| TASK TO COMPLETE |
Answer these questions from the film review:
(a) What does the youth in the film claim about himself?
(b) What was the stage play the film was adapted from called?
(c) What kind of setting did the director give the screen version?
** Opening SOURCE DOCUMENT block **
The Student
A youth claims to hold views that make him a religious extremist in this ambitious film.
This Russian film is the work of Kirill Serebrennikov who, in addition to directing, made the adaptation from a stage play entitled Martyr which had itself proved controversial. Serebrennikov is known as much for his own stage work as for his films and chose to retain many original cast members for this screen version. He did this despite deciding to alter the emphasis by giving his treatment a contemporary setting. However, aided by a cast that proves very persuasive in this new medium, he has in The Student created a work that stands up well as cinema. What does prove troublesome, however, is the difficulty of interpreting the material. It's as fluid as the title which went from the original Martyr to The Disciple (as it appears in the translation offered by the film) to The Student (the title being used in all publicity here).
** Closing SOURCE DOCUMENT block **
** Opening EXTRACTED RECORDS block **
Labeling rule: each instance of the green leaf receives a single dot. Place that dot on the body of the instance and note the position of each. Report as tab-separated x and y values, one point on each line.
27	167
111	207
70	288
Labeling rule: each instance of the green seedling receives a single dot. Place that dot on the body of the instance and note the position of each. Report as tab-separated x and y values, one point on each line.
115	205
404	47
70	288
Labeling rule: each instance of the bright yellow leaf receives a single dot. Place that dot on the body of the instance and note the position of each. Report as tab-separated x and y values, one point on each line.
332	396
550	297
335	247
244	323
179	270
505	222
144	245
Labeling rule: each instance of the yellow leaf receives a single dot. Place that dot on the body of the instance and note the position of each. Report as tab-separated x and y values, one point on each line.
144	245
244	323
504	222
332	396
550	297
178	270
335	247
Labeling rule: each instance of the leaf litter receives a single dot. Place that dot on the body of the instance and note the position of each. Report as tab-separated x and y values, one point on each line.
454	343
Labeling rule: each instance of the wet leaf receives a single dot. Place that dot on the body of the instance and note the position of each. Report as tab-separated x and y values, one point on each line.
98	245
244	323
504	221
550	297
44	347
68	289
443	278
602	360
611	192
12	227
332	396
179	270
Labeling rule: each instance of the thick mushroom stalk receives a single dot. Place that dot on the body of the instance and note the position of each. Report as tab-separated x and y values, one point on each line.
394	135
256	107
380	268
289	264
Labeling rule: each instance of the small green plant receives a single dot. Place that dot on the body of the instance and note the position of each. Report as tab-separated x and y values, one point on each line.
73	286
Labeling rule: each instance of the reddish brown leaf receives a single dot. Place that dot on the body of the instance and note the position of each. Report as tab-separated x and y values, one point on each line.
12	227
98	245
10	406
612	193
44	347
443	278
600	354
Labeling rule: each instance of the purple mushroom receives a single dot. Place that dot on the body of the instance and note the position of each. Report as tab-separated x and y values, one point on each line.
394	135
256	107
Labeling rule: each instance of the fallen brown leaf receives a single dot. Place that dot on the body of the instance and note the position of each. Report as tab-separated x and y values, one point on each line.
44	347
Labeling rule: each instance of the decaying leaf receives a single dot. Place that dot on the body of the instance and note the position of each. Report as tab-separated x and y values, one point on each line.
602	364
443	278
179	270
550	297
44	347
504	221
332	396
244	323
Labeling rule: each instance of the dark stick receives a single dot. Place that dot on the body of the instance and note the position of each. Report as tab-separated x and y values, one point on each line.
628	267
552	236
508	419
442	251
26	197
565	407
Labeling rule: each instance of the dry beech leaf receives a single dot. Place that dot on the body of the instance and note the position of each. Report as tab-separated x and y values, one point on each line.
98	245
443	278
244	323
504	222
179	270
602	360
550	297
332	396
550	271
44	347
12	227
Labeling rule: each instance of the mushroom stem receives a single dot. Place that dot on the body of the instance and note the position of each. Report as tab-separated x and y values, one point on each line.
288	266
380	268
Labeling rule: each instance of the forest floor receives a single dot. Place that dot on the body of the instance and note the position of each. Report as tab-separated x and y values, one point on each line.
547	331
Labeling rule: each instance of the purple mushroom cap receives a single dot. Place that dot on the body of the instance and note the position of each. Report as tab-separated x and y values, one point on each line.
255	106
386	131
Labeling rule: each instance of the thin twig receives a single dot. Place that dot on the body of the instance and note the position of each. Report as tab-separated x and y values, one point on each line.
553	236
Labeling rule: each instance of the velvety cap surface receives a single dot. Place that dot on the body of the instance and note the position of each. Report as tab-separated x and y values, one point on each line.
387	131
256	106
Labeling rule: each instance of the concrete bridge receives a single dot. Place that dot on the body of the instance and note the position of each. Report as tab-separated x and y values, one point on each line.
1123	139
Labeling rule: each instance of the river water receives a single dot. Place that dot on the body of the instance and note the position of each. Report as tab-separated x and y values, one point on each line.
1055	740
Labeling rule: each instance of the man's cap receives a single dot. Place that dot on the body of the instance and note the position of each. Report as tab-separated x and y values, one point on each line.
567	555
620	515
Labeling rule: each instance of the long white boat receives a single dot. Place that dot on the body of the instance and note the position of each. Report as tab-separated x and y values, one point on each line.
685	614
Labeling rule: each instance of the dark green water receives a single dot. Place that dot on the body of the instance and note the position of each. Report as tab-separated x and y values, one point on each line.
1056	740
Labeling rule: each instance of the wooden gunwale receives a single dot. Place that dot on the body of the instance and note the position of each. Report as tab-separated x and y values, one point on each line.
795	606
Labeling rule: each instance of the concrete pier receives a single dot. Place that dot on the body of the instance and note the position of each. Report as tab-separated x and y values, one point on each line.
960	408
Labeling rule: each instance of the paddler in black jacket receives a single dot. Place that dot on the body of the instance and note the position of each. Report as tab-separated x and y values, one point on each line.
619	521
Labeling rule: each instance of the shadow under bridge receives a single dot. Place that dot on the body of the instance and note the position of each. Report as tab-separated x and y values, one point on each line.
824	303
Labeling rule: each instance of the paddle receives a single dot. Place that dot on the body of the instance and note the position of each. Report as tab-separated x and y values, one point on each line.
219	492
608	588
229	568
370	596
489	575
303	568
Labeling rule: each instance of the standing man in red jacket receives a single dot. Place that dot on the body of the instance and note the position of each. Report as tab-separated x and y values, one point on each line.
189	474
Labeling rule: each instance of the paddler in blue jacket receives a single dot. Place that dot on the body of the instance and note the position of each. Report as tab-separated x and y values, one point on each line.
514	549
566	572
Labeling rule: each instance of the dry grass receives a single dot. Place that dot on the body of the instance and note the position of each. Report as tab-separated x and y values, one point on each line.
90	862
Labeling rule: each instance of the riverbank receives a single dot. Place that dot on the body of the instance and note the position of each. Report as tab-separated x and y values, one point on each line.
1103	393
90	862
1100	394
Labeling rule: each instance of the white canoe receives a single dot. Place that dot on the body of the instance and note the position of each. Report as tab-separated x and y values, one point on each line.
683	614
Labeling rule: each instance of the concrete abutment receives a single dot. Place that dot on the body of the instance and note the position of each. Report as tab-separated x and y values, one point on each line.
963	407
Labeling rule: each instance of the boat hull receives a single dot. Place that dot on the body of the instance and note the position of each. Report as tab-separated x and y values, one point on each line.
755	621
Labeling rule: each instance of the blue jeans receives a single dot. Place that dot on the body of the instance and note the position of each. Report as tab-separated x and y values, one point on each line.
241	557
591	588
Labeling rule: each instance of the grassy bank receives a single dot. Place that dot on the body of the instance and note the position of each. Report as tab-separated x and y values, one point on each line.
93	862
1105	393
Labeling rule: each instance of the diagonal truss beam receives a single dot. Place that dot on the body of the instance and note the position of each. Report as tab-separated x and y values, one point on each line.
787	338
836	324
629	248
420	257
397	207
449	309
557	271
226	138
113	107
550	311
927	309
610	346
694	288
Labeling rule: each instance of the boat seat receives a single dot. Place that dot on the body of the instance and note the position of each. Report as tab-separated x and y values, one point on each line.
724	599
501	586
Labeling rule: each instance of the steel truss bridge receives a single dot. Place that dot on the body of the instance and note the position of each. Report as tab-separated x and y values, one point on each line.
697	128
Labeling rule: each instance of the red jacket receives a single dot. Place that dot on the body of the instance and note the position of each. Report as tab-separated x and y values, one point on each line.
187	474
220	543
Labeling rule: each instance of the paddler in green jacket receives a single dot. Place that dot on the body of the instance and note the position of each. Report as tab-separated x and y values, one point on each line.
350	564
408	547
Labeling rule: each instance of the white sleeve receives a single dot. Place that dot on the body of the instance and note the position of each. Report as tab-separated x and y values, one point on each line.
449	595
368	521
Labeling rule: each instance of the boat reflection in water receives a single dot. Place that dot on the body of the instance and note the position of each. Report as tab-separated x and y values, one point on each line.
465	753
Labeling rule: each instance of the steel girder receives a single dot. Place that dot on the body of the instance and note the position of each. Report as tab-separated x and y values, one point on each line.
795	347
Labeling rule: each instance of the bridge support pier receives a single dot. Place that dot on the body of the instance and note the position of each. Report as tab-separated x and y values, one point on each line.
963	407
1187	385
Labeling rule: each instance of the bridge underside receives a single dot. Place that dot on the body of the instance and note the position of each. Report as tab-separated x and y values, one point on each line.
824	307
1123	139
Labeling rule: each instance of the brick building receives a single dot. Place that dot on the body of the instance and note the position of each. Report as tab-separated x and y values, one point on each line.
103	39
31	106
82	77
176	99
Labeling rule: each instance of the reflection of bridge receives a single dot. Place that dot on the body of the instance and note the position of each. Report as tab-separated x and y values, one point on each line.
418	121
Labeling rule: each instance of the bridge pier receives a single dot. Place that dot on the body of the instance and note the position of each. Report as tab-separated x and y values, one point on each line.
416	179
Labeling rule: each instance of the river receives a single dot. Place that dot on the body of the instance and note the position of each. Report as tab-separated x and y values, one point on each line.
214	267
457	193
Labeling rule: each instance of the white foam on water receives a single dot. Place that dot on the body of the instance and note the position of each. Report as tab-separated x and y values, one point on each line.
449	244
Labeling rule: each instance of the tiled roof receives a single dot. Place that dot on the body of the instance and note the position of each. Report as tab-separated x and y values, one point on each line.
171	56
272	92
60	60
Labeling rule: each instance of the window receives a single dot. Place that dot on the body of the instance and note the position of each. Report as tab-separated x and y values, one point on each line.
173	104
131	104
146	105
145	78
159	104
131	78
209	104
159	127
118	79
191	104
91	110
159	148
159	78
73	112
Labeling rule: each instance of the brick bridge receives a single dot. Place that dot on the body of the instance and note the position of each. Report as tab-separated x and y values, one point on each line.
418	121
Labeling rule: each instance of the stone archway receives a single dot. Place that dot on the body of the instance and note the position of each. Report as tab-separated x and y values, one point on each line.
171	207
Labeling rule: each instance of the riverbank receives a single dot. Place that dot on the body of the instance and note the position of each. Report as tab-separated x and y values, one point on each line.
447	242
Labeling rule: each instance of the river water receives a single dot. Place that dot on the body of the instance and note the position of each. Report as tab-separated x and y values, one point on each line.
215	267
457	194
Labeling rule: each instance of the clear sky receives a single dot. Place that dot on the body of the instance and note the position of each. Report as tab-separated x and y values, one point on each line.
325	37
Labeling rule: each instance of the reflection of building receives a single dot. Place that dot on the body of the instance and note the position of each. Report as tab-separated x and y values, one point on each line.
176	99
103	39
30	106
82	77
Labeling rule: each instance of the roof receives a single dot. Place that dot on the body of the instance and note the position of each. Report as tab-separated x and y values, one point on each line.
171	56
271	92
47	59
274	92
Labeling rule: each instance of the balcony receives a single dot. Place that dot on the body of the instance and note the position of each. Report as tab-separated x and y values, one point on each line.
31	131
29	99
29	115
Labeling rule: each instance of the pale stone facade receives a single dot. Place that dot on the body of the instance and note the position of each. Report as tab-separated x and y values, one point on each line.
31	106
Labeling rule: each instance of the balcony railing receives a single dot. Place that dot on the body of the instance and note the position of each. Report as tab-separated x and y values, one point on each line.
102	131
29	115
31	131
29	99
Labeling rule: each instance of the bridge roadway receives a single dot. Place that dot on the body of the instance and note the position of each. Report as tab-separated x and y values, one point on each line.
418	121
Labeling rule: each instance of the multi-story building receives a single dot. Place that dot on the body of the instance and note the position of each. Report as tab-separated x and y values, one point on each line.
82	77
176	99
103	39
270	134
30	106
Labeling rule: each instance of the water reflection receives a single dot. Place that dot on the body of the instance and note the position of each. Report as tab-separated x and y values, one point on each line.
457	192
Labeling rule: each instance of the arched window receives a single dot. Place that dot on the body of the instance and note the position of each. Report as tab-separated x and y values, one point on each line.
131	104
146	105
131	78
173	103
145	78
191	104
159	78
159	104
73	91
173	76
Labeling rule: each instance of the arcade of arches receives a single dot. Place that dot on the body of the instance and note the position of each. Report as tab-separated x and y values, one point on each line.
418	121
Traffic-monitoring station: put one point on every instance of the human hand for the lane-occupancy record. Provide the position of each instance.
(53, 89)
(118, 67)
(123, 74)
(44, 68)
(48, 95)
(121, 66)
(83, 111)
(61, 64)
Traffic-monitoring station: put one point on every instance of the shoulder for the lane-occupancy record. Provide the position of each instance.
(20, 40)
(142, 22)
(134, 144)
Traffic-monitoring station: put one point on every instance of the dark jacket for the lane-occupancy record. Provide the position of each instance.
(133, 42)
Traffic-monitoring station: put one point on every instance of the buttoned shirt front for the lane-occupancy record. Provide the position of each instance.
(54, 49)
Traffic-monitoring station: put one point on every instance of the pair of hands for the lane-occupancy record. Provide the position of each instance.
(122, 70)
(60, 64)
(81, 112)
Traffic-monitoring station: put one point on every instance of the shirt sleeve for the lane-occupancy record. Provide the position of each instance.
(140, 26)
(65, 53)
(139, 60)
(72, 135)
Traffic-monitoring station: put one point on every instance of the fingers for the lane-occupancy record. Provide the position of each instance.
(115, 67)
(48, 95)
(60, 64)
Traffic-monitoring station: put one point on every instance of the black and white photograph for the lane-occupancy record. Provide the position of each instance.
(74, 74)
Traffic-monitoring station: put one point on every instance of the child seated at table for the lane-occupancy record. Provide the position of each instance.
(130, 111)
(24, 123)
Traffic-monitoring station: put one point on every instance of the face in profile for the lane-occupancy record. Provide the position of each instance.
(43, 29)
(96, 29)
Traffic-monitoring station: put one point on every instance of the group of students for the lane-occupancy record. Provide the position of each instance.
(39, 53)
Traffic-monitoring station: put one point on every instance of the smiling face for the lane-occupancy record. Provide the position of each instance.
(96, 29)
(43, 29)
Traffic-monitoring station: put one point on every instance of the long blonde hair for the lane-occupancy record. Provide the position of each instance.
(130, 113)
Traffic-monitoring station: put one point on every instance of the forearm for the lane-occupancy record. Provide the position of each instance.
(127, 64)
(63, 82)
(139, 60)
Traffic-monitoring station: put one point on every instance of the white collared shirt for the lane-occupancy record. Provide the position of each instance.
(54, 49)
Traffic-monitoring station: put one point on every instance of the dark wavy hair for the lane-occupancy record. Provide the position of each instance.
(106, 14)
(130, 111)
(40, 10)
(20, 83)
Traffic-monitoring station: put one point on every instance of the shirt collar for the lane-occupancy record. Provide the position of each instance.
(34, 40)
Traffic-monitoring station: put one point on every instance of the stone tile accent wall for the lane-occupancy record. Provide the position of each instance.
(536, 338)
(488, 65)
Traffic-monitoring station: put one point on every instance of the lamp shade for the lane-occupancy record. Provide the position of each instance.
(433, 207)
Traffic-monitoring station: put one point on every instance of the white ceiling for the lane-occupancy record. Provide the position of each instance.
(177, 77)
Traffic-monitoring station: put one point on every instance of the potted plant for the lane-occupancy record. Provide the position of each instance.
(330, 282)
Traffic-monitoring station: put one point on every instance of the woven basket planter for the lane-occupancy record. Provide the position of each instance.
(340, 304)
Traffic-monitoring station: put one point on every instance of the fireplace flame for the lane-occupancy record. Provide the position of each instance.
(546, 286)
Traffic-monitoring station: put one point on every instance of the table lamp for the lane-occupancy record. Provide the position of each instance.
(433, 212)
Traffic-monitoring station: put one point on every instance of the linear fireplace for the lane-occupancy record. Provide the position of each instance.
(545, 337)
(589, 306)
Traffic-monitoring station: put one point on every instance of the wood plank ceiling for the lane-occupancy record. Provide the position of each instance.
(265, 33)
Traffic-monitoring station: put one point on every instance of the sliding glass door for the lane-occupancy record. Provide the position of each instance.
** Closing EXTRACTED RECORDS block **
| THE ANSWER |
(a) He claims to hold views that make him a religious extremist.
(b) Martyr.
(c) A contemporary setting.